### Set task
Copy the rows below, starting at the line containing "Scouting task: drop one point on every instance of the paved" and ending at the line containing "[(93, 202)]", with their requests, and shift every coordinate in the answer points by adding 23 while leaving the requests and their sample coordinates unchanged. Leave out the pictures.
BEGIN Dataset records
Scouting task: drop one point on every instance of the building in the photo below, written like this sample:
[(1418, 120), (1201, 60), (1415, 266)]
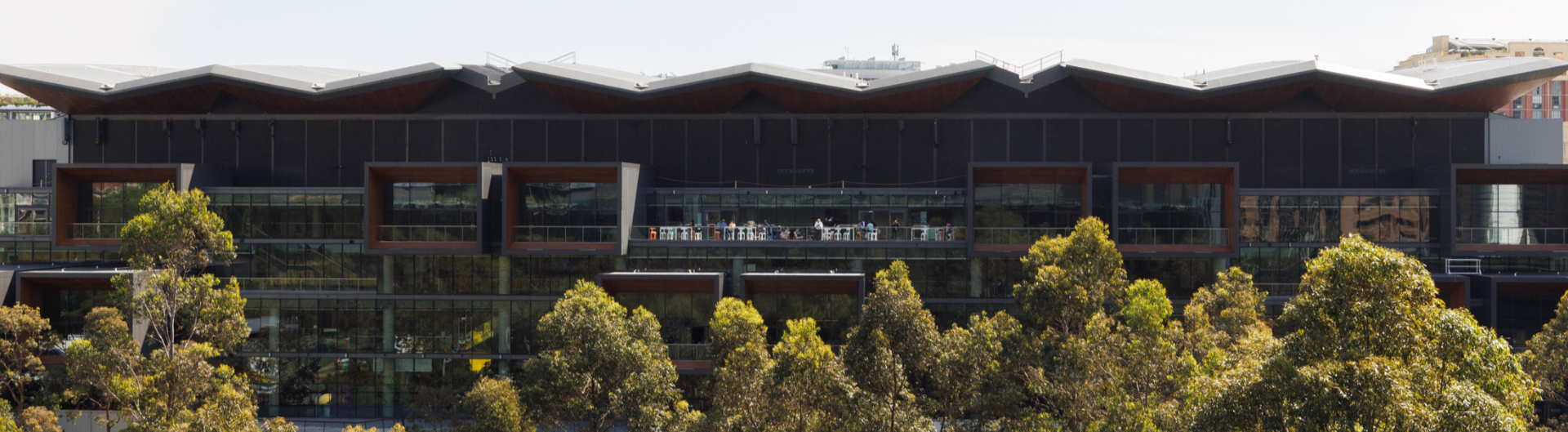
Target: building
[(1540, 102), (407, 229)]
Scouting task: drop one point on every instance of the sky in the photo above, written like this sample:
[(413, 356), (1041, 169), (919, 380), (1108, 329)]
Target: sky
[(683, 38)]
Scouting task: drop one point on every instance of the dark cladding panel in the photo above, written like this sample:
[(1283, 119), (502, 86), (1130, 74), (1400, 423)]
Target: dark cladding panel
[(256, 155), (670, 154), (706, 155), (121, 146), (990, 141), (322, 167), (1099, 141), (1063, 141), (775, 157), (458, 141), (599, 141), (811, 162), (424, 141), (1283, 154), (1024, 138), (849, 150), (494, 141), (1137, 140), (289, 154), (1394, 152), (882, 152), (567, 141), (185, 143), (1247, 148), (1174, 140), (528, 141), (391, 141), (952, 154), (220, 145), (916, 154), (1209, 140), (1321, 154), (356, 148), (153, 143), (85, 141), (739, 152), (632, 136), (1432, 141), (1358, 152), (1470, 141)]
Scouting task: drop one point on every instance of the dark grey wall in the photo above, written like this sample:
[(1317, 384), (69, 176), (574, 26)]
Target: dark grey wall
[(719, 150)]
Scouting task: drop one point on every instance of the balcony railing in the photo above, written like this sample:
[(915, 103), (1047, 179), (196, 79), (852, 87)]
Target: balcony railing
[(25, 227), (308, 283), (687, 351), (96, 230), (991, 235), (1211, 237), (800, 234), (1470, 235), (430, 234), (535, 234)]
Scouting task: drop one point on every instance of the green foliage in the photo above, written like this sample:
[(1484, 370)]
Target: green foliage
[(1370, 346), (20, 338), (494, 408), (190, 319), (741, 368), (978, 376), (1547, 360), (809, 390), (888, 353), (601, 363)]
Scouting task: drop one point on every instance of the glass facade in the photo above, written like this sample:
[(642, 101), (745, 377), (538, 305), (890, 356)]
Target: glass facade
[(431, 212), (1170, 213), (1325, 218), (332, 216), (24, 213), (1510, 213), (1022, 213)]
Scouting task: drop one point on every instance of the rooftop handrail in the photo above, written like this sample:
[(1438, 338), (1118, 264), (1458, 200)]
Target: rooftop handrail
[(1462, 266), (1140, 235), (1510, 235), (797, 234), (565, 234), (430, 234)]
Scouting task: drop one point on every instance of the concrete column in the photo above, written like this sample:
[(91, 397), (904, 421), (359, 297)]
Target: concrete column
[(272, 331), (504, 276), (976, 281), (386, 274)]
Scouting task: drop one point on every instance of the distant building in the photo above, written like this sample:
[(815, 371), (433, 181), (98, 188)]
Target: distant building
[(1542, 102)]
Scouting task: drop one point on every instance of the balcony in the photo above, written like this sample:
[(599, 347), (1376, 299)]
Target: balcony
[(784, 235), (24, 227)]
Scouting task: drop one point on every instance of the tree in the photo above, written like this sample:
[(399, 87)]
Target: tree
[(1547, 360), (1370, 346), (741, 368), (494, 408), (1106, 356), (190, 319), (20, 340), (1227, 336), (601, 363), (809, 389), (978, 376)]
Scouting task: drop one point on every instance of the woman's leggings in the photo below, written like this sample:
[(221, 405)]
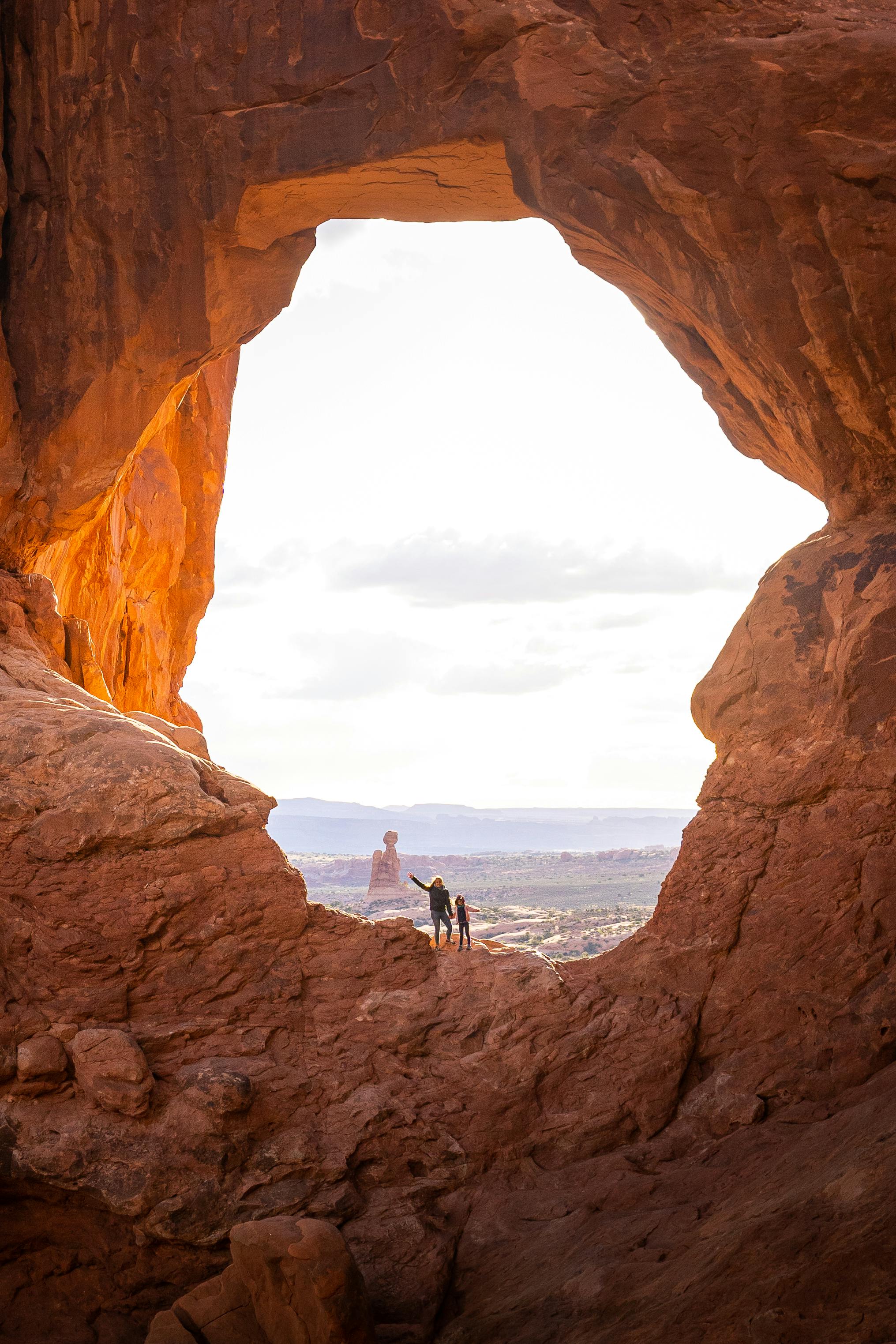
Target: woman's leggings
[(439, 920)]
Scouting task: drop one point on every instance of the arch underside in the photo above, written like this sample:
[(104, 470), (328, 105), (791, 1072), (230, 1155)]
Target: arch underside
[(578, 1164)]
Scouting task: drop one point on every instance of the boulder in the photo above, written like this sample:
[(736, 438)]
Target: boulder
[(112, 1070), (293, 1281)]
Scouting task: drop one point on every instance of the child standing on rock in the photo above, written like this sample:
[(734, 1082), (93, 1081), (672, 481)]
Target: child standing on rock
[(464, 913)]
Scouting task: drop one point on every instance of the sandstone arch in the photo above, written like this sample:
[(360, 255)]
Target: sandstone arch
[(730, 167)]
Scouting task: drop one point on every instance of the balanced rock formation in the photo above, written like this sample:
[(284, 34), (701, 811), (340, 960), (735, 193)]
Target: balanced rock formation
[(386, 887), (684, 1139)]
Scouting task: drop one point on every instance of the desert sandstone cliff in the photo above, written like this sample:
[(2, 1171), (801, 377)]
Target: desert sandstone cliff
[(684, 1139)]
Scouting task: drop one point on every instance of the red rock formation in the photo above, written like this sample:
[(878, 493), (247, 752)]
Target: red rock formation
[(682, 1139), (292, 1279), (510, 1148)]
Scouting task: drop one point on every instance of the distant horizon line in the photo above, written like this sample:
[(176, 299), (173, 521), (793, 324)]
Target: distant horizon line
[(406, 807)]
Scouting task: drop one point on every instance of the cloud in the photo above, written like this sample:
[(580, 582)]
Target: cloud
[(512, 679), (441, 569), (356, 666), (238, 581), (622, 621)]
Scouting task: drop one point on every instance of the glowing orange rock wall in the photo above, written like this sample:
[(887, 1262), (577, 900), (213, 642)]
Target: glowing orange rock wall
[(730, 169)]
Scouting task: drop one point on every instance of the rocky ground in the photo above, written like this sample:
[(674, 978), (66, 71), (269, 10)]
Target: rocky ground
[(551, 913), (542, 881)]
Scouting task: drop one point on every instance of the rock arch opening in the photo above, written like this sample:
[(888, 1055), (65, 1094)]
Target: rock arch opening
[(461, 472), (731, 170)]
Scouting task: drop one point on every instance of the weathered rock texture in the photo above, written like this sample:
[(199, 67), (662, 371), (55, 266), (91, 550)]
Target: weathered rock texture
[(682, 1139), (730, 167), (292, 1279), (386, 886)]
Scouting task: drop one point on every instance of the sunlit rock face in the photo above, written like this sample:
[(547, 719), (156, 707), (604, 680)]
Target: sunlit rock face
[(680, 1139), (727, 170)]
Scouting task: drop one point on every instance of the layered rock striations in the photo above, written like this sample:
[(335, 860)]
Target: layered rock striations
[(508, 1147), (686, 1138)]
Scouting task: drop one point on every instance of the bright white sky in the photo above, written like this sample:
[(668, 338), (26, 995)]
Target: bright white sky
[(481, 535)]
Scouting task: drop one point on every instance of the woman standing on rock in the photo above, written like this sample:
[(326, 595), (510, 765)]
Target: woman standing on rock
[(440, 905)]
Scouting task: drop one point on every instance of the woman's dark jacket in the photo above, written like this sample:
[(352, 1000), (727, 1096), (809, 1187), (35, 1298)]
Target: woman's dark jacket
[(440, 897)]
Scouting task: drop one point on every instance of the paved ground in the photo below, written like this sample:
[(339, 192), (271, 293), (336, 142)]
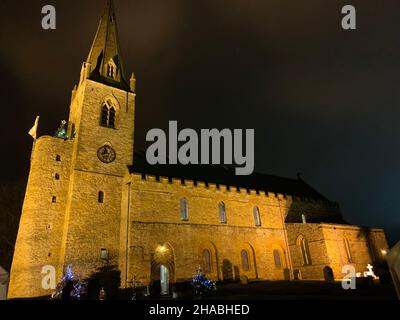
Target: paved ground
[(302, 290), (293, 290)]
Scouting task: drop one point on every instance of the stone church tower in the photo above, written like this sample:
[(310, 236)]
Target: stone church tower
[(89, 205), (65, 219)]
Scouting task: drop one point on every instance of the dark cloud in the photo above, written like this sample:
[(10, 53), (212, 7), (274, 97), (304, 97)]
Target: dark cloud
[(323, 101)]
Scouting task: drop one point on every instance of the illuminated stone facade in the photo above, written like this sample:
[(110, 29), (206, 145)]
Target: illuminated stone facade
[(81, 202)]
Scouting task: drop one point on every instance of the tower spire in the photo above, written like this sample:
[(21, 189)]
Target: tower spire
[(105, 54)]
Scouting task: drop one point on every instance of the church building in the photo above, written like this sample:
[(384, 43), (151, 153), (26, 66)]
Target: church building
[(93, 202)]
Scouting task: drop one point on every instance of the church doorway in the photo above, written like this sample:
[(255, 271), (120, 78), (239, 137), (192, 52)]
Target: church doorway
[(164, 279), (162, 270)]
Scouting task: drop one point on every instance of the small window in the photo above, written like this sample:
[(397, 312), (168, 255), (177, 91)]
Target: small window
[(207, 261), (348, 250), (110, 70), (257, 218), (305, 251), (101, 197), (245, 260), (222, 213), (111, 121), (277, 259), (104, 116), (184, 210), (108, 115)]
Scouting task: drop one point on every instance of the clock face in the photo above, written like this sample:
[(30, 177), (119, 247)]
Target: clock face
[(106, 154)]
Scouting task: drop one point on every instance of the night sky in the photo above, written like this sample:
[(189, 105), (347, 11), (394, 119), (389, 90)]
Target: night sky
[(323, 101)]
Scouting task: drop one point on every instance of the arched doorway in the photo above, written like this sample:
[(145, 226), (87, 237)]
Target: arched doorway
[(164, 280), (162, 270)]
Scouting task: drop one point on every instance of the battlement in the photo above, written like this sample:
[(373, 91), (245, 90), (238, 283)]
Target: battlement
[(234, 190)]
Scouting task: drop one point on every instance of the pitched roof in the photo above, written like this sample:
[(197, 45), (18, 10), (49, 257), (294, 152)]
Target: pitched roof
[(105, 48), (226, 176)]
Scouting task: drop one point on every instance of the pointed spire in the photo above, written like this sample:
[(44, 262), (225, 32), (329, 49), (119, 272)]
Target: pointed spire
[(105, 55)]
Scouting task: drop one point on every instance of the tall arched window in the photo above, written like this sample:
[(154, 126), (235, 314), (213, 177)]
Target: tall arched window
[(101, 197), (207, 261), (184, 210), (111, 120), (257, 218), (110, 70), (277, 259), (245, 260), (108, 115), (348, 250), (222, 213), (304, 250), (104, 116)]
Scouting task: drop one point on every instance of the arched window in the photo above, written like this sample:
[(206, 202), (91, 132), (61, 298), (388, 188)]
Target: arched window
[(305, 251), (111, 120), (110, 70), (245, 260), (108, 115), (277, 259), (207, 261), (257, 218), (101, 197), (184, 210), (222, 213), (348, 251), (104, 116)]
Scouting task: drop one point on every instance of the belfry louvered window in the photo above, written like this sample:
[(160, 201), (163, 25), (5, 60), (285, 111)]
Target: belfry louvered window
[(222, 213), (184, 210), (257, 218), (108, 115)]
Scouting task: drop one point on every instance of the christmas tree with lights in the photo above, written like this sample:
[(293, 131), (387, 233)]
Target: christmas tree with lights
[(201, 284), (69, 288)]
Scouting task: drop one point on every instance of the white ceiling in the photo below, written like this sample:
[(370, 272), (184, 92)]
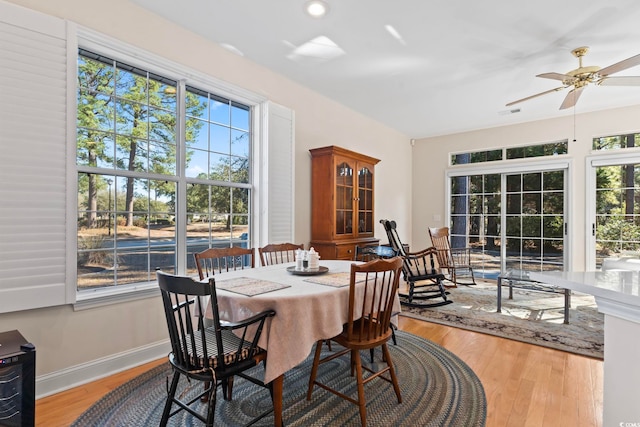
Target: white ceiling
[(458, 62)]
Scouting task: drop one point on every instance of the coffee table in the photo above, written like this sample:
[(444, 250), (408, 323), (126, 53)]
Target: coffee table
[(521, 279)]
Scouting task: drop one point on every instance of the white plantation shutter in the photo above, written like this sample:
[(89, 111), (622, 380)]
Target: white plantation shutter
[(33, 102), (280, 162)]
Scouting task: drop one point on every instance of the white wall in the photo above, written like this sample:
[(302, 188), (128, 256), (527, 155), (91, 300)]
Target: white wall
[(66, 339), (430, 160)]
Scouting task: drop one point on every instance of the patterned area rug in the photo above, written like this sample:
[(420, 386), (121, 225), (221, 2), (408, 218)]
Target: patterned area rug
[(533, 317), (438, 389)]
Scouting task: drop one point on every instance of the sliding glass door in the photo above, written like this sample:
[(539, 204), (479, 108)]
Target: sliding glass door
[(510, 219)]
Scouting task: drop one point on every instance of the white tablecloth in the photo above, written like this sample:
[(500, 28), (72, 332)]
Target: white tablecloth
[(305, 312)]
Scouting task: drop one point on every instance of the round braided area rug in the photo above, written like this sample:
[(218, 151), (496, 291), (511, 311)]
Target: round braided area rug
[(438, 389)]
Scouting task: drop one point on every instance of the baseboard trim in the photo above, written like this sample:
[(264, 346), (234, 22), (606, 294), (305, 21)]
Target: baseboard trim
[(74, 376)]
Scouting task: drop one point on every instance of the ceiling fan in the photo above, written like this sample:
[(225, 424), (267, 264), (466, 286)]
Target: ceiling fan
[(579, 78)]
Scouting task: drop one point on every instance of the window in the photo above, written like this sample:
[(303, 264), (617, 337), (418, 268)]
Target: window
[(617, 142), (617, 210), (511, 217), (137, 172)]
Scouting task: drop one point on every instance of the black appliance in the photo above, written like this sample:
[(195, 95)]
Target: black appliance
[(17, 380)]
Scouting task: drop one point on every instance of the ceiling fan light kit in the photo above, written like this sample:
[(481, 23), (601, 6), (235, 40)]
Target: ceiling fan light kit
[(582, 76), (316, 8)]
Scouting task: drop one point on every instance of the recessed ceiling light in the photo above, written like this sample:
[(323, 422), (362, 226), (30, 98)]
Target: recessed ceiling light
[(317, 8)]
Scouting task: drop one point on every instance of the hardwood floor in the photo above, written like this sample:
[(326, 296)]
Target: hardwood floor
[(525, 385)]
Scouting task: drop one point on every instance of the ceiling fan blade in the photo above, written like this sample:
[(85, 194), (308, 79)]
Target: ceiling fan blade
[(571, 98), (619, 66), (535, 96), (620, 81), (556, 76)]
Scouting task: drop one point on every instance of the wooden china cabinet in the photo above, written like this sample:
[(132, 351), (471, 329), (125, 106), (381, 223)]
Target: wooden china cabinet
[(341, 202)]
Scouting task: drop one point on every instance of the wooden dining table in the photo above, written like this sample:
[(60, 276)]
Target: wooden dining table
[(309, 308)]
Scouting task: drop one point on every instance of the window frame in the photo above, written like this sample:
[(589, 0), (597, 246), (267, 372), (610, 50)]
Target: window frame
[(134, 56)]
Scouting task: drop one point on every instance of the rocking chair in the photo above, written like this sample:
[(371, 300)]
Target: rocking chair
[(420, 271), (456, 261)]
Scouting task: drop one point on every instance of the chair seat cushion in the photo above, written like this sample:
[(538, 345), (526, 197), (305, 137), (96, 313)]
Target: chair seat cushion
[(230, 344), (359, 339)]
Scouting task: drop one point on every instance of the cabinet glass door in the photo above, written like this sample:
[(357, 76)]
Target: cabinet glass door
[(365, 200), (344, 199)]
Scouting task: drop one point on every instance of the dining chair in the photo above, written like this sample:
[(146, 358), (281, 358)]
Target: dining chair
[(219, 260), (278, 253), (206, 354), (456, 261), (368, 326), (420, 271), (369, 253)]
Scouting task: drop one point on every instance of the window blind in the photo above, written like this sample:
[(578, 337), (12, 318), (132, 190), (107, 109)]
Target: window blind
[(33, 93), (280, 161)]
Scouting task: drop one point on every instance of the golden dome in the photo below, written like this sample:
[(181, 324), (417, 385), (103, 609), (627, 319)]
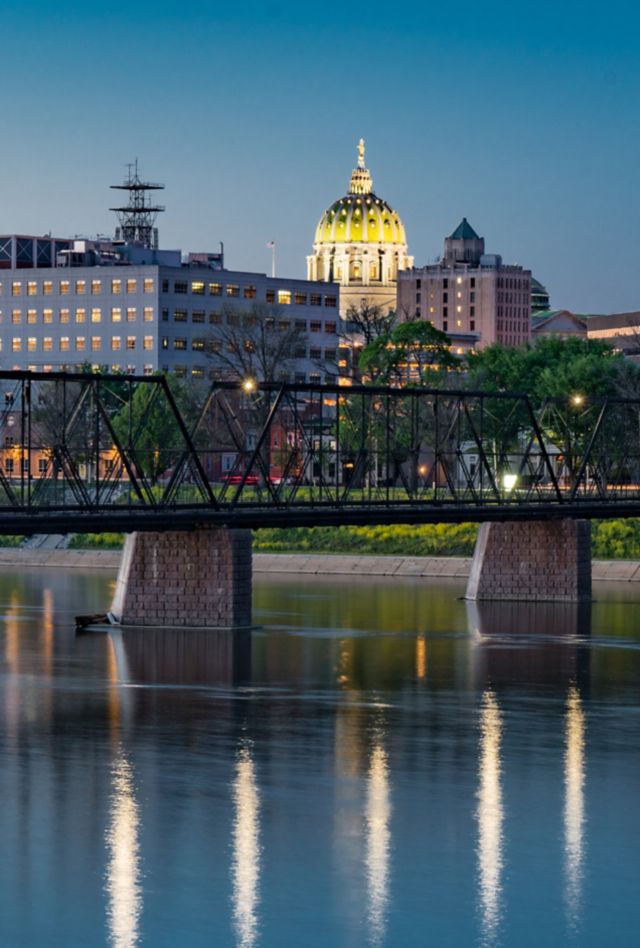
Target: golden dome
[(360, 217)]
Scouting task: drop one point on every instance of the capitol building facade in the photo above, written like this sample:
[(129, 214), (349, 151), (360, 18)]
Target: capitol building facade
[(360, 243)]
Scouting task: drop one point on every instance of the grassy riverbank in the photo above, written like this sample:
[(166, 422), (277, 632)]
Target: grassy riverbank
[(612, 539)]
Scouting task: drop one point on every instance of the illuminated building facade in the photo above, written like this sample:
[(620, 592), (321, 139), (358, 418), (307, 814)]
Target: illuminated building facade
[(125, 307), (360, 243), (471, 295)]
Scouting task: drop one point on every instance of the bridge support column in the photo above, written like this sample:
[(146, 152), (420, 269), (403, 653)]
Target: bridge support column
[(532, 561), (200, 578)]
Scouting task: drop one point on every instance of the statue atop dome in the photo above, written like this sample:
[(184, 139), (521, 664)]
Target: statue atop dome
[(360, 243)]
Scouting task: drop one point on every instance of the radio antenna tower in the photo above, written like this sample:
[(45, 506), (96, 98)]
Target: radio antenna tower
[(138, 217)]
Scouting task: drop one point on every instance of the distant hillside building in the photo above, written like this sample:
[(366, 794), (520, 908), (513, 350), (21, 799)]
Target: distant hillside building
[(558, 322), (540, 302), (471, 295)]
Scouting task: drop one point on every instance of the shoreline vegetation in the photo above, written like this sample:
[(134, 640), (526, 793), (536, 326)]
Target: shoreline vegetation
[(611, 540)]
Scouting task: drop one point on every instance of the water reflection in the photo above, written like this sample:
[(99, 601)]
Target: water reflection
[(378, 839), (246, 849), (490, 818), (123, 877), (574, 804)]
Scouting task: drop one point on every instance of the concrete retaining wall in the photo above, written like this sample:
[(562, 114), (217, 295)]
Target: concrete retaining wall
[(456, 567)]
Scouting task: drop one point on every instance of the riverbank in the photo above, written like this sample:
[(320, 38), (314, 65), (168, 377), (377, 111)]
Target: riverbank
END Dataset records
### Solution for this exercise
Scouting task: drop one point on every instance of the paved ground in the photo below, written like this sample:
[(339, 192), (271, 293), (336, 142)]
Target: paved ground
[(325, 313), (316, 313)]
Scouting task: drop one point on every instance of the stone church tower in the photo above, written like this sample:
[(310, 236)]
Target: stone church tower
[(112, 228), (88, 242)]
Scouting task: drop one point on every instance of the dark cloud in the photo above, written like this sample:
[(10, 53), (212, 7), (274, 97), (304, 97)]
Target: dark cloud
[(346, 124)]
Scouting task: drop one point on every instance of the illuminated stone facade in the photo above, written like this sample:
[(110, 29), (206, 145)]
Target: illuminated stone facade
[(104, 225)]
Scouting task: drop one point on every instance of the tower spire in the photo above, written like this sample:
[(21, 189)]
Target: tower spire
[(128, 77)]
Scouting task: drop one point on every instance of the church building in the photo above, written like this sample:
[(384, 43), (151, 153), (26, 66)]
Target: church building
[(116, 225)]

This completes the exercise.